- _Goal of the exercise_: Format the lines from the start of the items up to and including the line containing "positive clicks: (482, 77)" as a JSON list of strings, one string per line, with blank lines omitted.

[Stored records]
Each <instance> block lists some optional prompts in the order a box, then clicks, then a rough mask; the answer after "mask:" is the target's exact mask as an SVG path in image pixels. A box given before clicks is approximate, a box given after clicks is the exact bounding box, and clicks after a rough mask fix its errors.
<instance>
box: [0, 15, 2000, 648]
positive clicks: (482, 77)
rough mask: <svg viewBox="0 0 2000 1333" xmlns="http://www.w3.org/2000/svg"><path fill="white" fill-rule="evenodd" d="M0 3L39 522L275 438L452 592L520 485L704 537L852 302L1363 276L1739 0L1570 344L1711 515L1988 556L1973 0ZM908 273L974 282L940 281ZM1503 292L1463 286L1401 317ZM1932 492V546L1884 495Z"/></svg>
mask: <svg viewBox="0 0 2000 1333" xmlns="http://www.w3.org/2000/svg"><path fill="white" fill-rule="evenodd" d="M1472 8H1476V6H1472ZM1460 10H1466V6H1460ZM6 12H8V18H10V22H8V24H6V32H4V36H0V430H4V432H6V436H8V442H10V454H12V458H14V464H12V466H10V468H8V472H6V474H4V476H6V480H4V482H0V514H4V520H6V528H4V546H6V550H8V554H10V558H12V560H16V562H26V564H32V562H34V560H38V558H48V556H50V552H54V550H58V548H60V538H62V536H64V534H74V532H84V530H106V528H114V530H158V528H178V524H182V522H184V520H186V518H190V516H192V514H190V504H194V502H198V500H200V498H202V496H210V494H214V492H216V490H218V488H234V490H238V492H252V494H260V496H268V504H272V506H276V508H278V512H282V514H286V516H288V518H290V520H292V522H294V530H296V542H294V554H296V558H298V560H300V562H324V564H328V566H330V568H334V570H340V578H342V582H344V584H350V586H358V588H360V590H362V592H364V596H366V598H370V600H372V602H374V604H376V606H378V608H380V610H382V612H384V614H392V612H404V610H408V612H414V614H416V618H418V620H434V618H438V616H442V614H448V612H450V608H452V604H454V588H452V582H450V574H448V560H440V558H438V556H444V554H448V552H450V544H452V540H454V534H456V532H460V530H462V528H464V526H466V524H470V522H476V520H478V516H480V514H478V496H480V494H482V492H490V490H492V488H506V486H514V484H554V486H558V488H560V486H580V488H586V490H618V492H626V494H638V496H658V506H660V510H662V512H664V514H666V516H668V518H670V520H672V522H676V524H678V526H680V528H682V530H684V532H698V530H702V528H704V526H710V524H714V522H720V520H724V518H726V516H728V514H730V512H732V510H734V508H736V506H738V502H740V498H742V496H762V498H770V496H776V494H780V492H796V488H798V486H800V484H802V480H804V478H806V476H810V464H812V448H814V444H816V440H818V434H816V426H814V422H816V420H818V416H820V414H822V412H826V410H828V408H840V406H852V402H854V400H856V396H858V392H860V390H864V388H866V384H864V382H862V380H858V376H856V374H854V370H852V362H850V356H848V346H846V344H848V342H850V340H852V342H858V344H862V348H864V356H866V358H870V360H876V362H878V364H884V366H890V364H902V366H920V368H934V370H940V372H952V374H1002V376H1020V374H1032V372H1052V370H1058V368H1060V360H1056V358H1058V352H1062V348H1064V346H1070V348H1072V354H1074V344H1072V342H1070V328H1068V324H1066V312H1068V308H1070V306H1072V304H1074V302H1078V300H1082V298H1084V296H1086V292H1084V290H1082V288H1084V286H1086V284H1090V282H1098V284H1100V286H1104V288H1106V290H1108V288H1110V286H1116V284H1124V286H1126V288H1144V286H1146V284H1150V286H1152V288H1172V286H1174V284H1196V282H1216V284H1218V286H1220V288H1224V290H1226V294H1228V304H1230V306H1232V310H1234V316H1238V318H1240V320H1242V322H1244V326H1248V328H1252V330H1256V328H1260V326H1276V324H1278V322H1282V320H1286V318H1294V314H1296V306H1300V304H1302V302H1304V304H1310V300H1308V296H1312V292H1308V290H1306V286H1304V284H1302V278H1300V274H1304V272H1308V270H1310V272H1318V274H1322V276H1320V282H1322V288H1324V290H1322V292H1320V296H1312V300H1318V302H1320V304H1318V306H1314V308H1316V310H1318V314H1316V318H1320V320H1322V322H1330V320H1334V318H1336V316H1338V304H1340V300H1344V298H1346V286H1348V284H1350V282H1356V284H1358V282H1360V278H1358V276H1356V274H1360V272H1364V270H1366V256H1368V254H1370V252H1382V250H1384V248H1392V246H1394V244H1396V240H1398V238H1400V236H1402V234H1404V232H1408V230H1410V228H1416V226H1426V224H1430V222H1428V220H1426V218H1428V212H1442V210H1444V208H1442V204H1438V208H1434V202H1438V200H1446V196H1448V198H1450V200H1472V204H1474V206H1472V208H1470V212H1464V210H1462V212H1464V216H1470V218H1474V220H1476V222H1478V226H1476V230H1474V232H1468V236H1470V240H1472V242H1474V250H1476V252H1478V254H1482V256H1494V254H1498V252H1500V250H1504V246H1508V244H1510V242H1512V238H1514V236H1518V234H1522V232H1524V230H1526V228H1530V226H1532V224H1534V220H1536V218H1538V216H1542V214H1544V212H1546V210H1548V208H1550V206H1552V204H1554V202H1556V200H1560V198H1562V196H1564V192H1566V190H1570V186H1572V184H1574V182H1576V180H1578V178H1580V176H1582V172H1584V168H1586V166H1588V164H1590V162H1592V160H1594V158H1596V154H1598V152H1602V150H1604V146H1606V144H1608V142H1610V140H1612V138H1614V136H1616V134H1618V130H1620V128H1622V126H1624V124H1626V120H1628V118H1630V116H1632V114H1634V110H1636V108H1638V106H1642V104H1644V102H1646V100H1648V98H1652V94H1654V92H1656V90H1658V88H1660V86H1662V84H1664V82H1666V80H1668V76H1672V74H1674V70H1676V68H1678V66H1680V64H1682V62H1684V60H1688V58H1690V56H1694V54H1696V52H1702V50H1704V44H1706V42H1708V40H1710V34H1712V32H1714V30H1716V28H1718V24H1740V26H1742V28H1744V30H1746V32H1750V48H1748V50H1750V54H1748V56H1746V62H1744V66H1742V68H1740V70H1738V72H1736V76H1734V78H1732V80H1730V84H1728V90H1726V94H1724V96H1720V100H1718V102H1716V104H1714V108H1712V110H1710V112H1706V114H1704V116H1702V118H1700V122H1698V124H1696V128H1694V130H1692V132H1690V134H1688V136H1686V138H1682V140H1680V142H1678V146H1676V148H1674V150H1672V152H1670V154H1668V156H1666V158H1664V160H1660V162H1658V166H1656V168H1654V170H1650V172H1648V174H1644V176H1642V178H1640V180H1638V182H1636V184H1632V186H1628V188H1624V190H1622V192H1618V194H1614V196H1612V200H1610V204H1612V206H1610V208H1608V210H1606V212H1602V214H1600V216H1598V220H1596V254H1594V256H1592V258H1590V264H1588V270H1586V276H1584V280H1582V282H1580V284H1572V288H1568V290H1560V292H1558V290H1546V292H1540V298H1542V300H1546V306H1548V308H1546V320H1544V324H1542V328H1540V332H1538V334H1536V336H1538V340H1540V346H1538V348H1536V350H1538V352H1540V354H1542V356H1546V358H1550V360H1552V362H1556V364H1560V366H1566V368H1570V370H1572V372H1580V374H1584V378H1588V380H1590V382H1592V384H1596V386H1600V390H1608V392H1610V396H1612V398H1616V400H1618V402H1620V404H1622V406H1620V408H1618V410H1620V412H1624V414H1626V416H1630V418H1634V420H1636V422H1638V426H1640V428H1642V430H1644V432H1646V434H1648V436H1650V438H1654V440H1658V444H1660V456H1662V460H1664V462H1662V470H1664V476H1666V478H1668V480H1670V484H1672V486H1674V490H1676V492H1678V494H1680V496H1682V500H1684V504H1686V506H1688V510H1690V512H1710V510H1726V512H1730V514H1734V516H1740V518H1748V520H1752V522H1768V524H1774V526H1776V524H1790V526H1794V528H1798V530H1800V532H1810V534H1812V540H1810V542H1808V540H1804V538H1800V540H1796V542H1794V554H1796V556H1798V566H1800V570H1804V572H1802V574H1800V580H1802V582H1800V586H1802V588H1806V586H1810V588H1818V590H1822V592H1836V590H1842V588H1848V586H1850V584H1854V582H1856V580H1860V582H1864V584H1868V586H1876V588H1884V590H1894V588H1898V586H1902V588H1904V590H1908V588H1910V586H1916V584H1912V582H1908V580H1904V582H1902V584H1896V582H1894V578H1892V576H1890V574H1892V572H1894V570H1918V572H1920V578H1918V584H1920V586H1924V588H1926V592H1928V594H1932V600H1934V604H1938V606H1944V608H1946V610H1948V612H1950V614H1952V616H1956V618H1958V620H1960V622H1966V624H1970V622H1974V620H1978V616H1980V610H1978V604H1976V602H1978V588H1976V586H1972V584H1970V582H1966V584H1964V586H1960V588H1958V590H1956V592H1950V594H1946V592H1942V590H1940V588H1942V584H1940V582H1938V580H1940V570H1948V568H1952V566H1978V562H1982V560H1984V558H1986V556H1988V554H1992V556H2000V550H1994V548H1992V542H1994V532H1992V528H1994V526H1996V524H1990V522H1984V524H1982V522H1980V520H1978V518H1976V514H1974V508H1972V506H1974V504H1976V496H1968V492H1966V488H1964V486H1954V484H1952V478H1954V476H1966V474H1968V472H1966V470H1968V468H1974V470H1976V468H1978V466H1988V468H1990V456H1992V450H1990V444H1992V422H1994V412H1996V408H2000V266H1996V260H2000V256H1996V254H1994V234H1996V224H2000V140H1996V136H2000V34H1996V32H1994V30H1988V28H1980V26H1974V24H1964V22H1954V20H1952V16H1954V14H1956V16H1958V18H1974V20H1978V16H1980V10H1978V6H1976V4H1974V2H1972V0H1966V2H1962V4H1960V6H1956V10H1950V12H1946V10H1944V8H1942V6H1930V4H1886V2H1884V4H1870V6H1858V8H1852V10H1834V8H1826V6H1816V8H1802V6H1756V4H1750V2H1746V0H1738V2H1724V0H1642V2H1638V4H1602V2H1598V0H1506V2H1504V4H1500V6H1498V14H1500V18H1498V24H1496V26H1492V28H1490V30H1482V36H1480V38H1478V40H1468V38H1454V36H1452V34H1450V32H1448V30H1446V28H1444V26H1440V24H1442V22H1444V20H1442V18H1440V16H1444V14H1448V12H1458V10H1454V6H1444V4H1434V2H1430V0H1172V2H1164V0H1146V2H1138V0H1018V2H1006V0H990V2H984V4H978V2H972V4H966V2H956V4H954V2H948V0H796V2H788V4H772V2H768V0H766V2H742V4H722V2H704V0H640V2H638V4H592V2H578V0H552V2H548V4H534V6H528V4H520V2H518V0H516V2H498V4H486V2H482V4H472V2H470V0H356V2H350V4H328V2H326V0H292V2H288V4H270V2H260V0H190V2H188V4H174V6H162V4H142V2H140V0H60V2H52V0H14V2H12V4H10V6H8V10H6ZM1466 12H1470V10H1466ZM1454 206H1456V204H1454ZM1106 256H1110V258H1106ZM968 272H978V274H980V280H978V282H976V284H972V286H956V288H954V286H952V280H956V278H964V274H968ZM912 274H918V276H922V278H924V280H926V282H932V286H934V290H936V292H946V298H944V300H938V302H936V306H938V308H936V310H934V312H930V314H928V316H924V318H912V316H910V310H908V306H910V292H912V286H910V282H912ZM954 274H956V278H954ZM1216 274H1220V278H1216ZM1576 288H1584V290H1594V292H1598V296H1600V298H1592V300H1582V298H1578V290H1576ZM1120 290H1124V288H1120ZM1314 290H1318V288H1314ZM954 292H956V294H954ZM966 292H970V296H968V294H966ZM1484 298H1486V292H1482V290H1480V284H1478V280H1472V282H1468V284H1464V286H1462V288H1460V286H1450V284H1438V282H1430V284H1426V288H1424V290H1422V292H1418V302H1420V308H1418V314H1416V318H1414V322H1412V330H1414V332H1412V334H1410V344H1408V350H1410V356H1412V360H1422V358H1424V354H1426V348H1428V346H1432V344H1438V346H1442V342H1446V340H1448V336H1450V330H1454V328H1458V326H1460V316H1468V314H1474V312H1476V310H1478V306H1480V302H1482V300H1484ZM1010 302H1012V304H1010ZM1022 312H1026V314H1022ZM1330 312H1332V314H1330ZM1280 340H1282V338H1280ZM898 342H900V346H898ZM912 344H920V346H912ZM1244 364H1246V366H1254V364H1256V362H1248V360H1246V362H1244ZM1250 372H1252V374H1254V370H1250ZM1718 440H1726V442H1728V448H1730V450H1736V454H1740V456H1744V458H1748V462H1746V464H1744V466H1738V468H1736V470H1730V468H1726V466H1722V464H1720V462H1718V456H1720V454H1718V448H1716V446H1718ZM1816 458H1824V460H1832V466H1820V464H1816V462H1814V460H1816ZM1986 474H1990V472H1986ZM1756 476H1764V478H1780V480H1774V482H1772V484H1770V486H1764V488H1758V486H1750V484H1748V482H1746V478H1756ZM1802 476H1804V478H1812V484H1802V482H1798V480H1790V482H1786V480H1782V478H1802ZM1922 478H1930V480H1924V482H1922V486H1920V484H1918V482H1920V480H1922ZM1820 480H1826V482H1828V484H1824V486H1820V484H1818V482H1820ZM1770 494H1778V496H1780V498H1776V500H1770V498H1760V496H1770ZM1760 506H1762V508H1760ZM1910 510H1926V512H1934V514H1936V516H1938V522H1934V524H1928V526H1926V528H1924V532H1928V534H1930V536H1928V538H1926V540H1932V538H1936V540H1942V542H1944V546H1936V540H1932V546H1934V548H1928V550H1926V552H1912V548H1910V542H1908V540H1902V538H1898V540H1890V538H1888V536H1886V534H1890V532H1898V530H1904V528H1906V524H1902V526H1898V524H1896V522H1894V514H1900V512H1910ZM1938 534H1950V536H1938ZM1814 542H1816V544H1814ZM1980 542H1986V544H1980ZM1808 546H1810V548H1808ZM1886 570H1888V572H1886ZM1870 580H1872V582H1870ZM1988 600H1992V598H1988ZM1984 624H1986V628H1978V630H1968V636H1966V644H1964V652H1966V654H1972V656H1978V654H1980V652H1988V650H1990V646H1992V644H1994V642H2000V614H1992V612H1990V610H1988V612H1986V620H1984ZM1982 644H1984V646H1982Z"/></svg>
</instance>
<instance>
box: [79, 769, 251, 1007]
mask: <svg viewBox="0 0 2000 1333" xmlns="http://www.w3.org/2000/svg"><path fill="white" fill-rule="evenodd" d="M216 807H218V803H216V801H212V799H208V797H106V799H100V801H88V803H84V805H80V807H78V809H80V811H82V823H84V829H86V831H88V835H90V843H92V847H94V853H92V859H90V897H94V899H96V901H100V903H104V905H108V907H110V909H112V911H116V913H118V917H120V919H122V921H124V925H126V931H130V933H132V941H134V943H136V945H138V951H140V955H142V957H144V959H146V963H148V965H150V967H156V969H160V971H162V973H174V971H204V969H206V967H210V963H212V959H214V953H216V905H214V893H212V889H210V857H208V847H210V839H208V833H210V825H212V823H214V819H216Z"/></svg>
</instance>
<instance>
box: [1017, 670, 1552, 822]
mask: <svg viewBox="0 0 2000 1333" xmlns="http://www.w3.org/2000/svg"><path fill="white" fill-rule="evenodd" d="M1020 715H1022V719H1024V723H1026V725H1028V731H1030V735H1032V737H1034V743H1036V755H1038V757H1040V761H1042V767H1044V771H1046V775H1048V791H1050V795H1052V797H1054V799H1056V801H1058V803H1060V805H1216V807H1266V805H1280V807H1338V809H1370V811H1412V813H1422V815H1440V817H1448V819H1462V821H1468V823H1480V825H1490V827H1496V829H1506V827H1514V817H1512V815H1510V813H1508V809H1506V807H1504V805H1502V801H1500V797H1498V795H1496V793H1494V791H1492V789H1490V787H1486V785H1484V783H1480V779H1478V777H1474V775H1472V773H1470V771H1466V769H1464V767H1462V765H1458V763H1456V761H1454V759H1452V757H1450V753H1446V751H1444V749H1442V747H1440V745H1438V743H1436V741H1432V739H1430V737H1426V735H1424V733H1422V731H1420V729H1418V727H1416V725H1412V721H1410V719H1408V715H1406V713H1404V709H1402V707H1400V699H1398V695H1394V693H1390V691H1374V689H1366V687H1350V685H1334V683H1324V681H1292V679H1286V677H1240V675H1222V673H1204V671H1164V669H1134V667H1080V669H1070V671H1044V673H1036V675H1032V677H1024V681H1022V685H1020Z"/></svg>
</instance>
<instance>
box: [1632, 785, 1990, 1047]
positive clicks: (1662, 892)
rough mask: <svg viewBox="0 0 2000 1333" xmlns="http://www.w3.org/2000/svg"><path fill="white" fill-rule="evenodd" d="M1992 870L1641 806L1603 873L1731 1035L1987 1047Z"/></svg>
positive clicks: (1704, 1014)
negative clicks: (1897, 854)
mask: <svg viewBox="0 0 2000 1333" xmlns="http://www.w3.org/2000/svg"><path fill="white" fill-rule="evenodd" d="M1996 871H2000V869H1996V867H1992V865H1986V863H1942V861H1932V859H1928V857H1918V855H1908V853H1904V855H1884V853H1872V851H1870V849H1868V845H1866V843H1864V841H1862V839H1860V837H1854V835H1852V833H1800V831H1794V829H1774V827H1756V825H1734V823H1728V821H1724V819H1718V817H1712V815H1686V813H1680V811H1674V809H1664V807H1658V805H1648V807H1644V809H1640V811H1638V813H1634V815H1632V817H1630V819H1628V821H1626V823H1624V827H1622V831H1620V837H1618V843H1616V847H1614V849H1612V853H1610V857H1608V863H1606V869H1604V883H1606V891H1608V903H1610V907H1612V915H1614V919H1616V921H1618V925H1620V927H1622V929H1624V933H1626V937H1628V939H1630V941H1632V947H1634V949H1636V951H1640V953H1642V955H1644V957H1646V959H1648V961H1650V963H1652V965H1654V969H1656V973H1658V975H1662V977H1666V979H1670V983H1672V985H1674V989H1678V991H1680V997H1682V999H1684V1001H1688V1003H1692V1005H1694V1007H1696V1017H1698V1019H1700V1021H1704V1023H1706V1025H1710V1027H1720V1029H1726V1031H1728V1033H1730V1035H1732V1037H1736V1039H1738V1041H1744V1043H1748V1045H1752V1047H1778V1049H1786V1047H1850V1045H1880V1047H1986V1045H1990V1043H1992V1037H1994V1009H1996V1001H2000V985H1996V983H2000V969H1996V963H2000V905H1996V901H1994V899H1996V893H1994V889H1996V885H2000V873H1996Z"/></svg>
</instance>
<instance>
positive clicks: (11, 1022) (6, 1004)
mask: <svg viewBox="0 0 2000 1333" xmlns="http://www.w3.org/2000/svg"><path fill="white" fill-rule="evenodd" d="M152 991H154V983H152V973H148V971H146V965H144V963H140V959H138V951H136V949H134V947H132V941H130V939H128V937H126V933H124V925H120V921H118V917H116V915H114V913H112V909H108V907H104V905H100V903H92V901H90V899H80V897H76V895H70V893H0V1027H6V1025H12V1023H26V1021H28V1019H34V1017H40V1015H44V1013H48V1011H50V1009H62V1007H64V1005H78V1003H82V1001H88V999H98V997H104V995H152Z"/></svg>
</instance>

- _Solution to the exercise_:
[
  "Each <instance> block lists some optional prompts in the order a box, then clicks, then a rough mask; the answer after \"mask:\" is the target's exact mask as an SVG path in image pixels. A box given before clicks is approximate, a box given after clicks is the exact bounding box, and clicks after a rough mask fix its errors.",
  "<instance>",
  "box: [0, 15, 2000, 648]",
  "positive clicks: (482, 77)"
]